- Raw data:
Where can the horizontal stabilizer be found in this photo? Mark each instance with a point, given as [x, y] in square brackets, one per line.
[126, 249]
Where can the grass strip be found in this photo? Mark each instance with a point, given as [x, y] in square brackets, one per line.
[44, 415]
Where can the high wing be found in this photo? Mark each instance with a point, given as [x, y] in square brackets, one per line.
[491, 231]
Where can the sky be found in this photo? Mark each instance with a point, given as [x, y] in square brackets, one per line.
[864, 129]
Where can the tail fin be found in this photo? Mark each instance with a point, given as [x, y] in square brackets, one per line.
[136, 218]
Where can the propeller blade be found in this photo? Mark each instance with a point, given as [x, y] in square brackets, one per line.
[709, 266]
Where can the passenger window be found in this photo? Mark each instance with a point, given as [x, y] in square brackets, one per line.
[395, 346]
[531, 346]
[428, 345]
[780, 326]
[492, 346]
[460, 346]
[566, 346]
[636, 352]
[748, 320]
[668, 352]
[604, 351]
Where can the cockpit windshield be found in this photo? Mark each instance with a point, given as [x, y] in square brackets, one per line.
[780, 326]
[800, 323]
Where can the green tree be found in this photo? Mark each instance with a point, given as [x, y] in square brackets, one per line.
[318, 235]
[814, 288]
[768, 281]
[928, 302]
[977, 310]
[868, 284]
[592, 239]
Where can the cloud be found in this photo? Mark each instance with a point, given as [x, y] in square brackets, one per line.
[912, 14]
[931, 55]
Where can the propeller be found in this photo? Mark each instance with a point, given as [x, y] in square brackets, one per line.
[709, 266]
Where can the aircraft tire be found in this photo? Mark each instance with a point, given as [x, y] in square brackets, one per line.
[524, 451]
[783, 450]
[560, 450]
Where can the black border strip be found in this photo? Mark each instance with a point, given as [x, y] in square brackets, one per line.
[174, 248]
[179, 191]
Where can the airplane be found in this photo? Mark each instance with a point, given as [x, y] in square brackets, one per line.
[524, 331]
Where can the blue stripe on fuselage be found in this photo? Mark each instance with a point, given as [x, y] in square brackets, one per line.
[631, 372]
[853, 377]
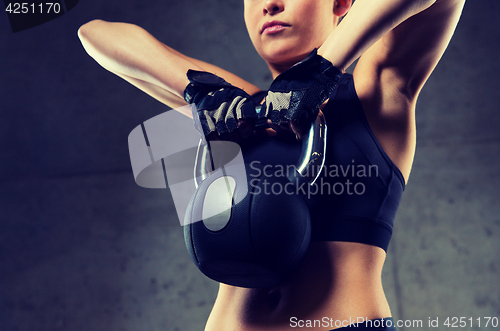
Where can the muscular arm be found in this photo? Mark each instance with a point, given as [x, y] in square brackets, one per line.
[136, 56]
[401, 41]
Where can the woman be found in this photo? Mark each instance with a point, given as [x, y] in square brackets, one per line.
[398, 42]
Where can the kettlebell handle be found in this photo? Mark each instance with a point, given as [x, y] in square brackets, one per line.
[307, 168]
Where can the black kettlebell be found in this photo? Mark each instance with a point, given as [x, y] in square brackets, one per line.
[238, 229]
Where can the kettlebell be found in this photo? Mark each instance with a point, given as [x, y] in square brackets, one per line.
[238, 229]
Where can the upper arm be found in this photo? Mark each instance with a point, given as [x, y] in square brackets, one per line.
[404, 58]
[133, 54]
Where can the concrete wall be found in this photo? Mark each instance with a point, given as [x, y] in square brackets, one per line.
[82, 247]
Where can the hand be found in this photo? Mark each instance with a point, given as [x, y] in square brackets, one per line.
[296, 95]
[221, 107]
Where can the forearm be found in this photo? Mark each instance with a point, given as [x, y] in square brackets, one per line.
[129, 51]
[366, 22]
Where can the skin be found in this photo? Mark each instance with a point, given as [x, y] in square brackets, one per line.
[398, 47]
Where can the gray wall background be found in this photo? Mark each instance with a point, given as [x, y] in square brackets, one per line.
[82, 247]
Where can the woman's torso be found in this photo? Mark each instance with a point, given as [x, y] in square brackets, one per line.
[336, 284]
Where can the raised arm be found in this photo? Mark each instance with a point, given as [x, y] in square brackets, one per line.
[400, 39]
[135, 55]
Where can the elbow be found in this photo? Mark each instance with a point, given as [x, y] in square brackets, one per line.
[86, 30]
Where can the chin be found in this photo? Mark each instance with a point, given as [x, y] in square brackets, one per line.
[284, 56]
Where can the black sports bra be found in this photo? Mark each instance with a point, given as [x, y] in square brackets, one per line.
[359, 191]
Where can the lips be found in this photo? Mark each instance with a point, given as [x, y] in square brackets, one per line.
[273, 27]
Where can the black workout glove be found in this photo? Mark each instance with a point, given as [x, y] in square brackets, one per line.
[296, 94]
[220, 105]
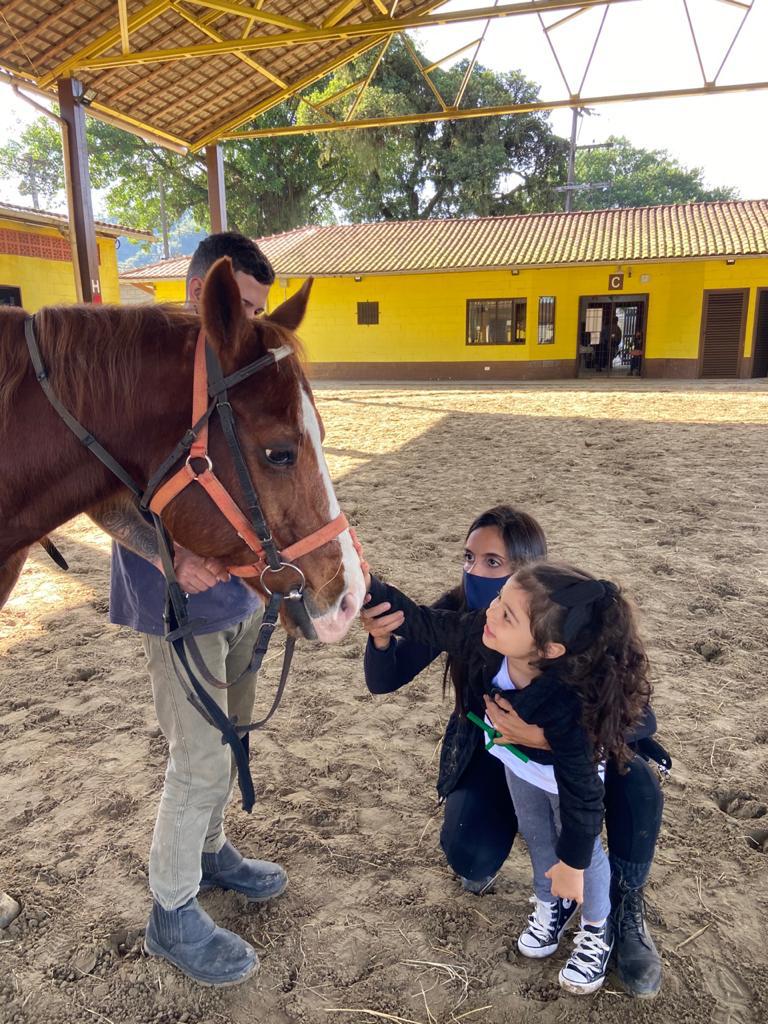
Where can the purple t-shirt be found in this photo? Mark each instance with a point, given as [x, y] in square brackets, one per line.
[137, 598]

---

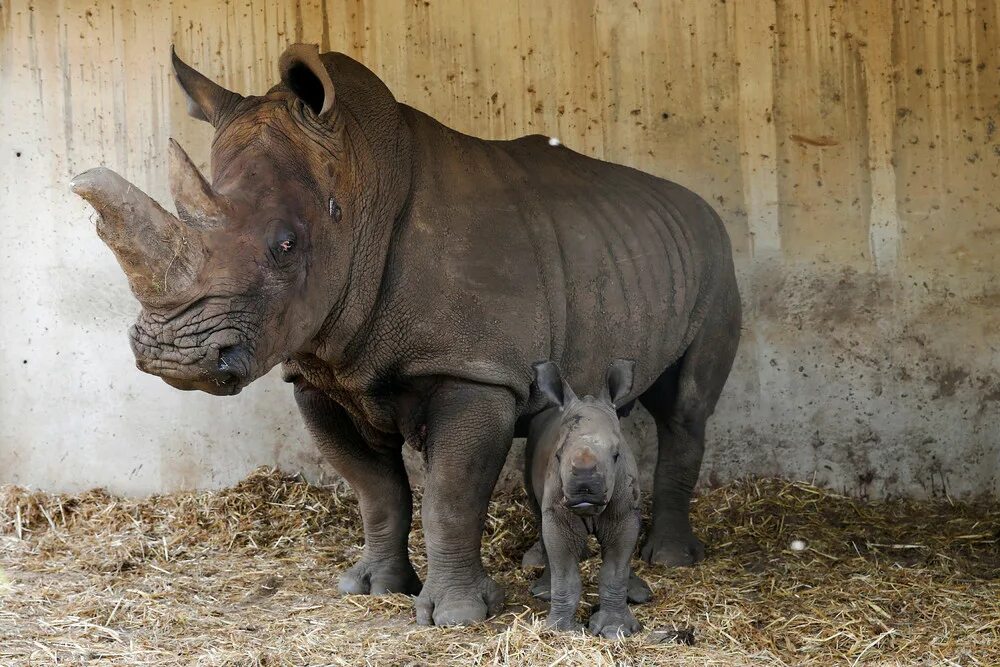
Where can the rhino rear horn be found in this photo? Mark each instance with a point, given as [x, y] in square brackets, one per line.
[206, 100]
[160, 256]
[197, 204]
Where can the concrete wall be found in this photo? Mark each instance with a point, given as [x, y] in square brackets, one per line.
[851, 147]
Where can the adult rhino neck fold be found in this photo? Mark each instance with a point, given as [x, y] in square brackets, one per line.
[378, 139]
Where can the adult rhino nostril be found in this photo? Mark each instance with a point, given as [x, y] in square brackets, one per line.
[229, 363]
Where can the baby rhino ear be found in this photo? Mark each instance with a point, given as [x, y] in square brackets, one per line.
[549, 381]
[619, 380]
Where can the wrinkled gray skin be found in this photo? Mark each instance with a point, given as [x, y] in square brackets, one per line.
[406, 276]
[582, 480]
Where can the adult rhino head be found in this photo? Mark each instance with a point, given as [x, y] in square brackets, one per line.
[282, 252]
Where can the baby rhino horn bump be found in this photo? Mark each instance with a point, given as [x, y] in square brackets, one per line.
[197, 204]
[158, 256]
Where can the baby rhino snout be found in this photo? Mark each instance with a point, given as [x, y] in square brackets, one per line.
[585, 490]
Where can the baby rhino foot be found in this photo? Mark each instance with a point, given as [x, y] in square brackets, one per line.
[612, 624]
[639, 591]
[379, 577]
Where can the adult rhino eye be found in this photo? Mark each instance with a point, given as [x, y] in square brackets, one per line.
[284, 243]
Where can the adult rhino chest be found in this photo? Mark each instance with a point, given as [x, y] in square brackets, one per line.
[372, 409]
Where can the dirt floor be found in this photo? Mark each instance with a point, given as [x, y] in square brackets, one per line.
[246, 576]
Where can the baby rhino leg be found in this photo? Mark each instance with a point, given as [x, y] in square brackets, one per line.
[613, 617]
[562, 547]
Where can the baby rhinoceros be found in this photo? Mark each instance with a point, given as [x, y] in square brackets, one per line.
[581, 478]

- Objective: Which lines of the entries above contain the string "horn"? Select those lines and copy each one in full.

- Completed task:
Where can the rhino rear horn be found in this photo? Mark each instance with a point, given as [x, y] in square brackets, one per line.
Where can the baby rhino horn bump be found in this photo? Mark each instance with a point, given as [x, y] in square brackets, one per line.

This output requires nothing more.